-- Start of Selected passage --
Subject to the conditions set forth below, the Company agrees to indemnify and hold harmless each Underwriter, its affiliates and
each of its and their respective directors, officers, members, employees, representatives and agents and each person, if any, who
controls any such Underwriter within the meaning of Section 15 of the Securities Act or Section 20 of the Exchange Act (collectively
the “Underwriter Indemnified Parties,” and each an “Underwriter Indemnified Party”), against
any and all loss, liability, claim, damage and expense whatsoever (including but not limited to any and all legal or other expenses
reasonably incurred in investigating, preparing or defending against any litigation, commenced or threatened, or any claim whatsoever,
whether arising out of any action between any of the Underwriter Indemnified Parties and the Company or between any of the Underwriter
Indemnified Parties and any third party, or otherwise) to which they or any of them may become subject under the Securities Act,
the Exchange Act or any other statute or at common law or otherwise or under the laws of foreign countries, arising out of or based
upon any untrue statement or alleged untrue statement of a material fact contained in, or the omission or alleged omission to state
a material fact required to be stated therein or necessary to make the statements therein, in the light of the circumstances under
which they were made, not misleading, in, (i) the Registration Statement, the Pricing Disclosure Package, the Preliminary Prospectus,
the Prospectus, or in any Issuer Free Writing Prospectus or in any Written Testing-the-Waters Communication (as from time to time
each may be amended and supplemented); (ii) any materials or information provided to investors by, or with the approval of, the
Company in connection with the marketing of the Offering, including any “road show” or investor presentations made
to investors by the Company (whether in person or electronically); or (iii) any application or other document or written communication
(in this Section 5, collectively called “application”) executed by the Company or approved in writing by the Company
in any jurisdiction in order to qualify the Public Securities, the Offered Shares, the Preferred Shares, the Warrants, the Conversion
Shares and the Warrant Shares under the securities laws thereof or filed with the Commission, any state securities commission or
agency, the Exchange or any other national securities exchange; unless such statement or omission was made in reliance upon, and
in conformity with, the Underwriters’ Information. With respect to any untrue statement or omission or alleged untrue statement
or omission made in the Registration Statement, Pricing Disclosure Package or Prospectus, the indemnity agreement contained in
this Section 5.1.1 shall not inure to the benefit of any Underwriter Indemnified Party to the extent that any loss, liability,
claim, damage or expense of such Underwriter Indemnified Party results from the fact that a copy of the Prospectus was not given
or sent to the person asserting any such loss, liability, claim or damage at or prior to the written confirmation of sale of the
Public Securities to such person as required by the Securities Act and the Securities Act Regulations, and if the untrue statement
or omission has been corrected in the Prospectus, unless such failure to deliver the Prospectus was a result of non-compliance
by the Company with its obligations under Section 3.3 hereof.
-- End of Selected passage --
-- Start of Recorded information --
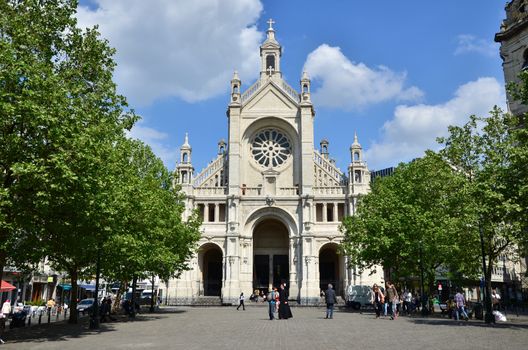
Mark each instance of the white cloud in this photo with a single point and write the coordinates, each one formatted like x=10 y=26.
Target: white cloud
x=349 y=85
x=468 y=43
x=181 y=48
x=157 y=140
x=414 y=129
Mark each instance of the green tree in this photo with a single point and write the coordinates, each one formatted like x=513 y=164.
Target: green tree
x=416 y=212
x=482 y=150
x=61 y=117
x=150 y=238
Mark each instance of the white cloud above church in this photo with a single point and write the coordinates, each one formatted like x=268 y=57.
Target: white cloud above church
x=414 y=129
x=348 y=85
x=178 y=48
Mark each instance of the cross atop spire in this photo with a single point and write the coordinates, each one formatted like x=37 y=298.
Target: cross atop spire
x=270 y=22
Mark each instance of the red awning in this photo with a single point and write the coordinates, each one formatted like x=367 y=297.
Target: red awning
x=6 y=287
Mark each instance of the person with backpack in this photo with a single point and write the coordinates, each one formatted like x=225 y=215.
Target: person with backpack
x=330 y=299
x=377 y=299
x=271 y=297
x=241 y=302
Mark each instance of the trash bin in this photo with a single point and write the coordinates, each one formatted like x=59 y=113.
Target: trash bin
x=478 y=311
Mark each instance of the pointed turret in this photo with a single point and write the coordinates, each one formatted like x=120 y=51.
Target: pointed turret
x=270 y=53
x=305 y=88
x=184 y=167
x=235 y=88
x=358 y=172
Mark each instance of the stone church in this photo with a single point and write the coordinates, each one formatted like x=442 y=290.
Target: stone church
x=271 y=203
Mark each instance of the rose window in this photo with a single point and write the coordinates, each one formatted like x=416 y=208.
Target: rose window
x=270 y=148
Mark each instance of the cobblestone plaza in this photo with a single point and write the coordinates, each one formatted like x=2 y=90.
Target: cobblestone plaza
x=227 y=328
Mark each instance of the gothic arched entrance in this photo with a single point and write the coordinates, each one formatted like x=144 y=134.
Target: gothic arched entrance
x=330 y=268
x=270 y=254
x=211 y=265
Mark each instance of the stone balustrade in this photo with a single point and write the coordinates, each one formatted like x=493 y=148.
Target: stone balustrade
x=210 y=191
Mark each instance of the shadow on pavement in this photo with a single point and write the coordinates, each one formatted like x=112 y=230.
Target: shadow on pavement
x=472 y=323
x=62 y=330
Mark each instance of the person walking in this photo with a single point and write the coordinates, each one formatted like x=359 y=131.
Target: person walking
x=460 y=305
x=377 y=299
x=241 y=302
x=392 y=299
x=4 y=313
x=284 y=308
x=330 y=299
x=271 y=297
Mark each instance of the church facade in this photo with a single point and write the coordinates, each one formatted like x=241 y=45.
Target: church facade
x=271 y=203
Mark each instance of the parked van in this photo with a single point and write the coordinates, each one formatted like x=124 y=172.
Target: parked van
x=358 y=296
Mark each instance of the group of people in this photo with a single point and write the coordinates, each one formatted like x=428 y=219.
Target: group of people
x=391 y=303
x=277 y=299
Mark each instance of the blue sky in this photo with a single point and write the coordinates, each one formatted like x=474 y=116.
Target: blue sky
x=397 y=72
-- End of Recorded information --
Required task: In the indemnification clause, turn the paragraph beginning "Subject to the conditions set forth below" into a brief list that keeps its main facts.

Solution to this problem:
- **Parties covered:** The Company will indemnify and hold harmless the "Underwriter Indemnified Parties." These are:
  - each Underwriter and its affiliates
  - their directors, officers, members, employees, representatives and agents
  - anyone who controls an Underwriter under Section 15 of the Securities Act or Section 20 of the Exchange Act
- **What is covered:** All losses, liabilities, claims, damages and expenses. This includes legal and other expenses reasonably incurred in investigating, preparing or defending litigation or claims, whether the dispute is with the Company or a third party. It applies under the Securities Act, the Exchange Act, any other statute, common law or foreign law.
- **When it applies:** An untrue or alleged untrue statement of a material fact, or an omission or alleged omission of a material fact needed to keep the statements from being misleading, in any of the following:
  - the Registration Statement, Pricing Disclosure Package, Preliminary Prospectus or Prospectus, as amended or supplemented
  - any Issuer Free Writing Prospectus or Written Testing-the-Waters Communication, as amended or supplemented
  - materials or information given to investors by the Company, or with its approval, to market the Offering, including road shows and investor presentations made in person or electronically
  - any application or document executed or approved in writing by the Company to qualify the Public Securities, Offered Shares, Preferred Shares, Warrants, Conversion Shares and Warrant Shares under securities laws
  - any such document filed with the Commission, a state securities commission or agency, the Exchange or another national securities exchange
- **Exception:** Statements or omissions made in reliance on, and in conformity with, the Underwriters' Information.
- **Limit:** For statements or omissions in the Registration Statement, Pricing Disclosure Package or Prospectus, the indemnity does not benefit an Underwriter Indemnified Party in one case. That case is a loss that results from the Prospectus not being given or sent to the claimant at or before the written confirmation of sale, as the Securities Act and its Regulations require, when the Prospectus had corrected the statement or omission.
- **Exception to the limit:** The limit does not apply if the failure to deliver the Prospectus resulted from the Company not meeting its obligations under Section 3.3.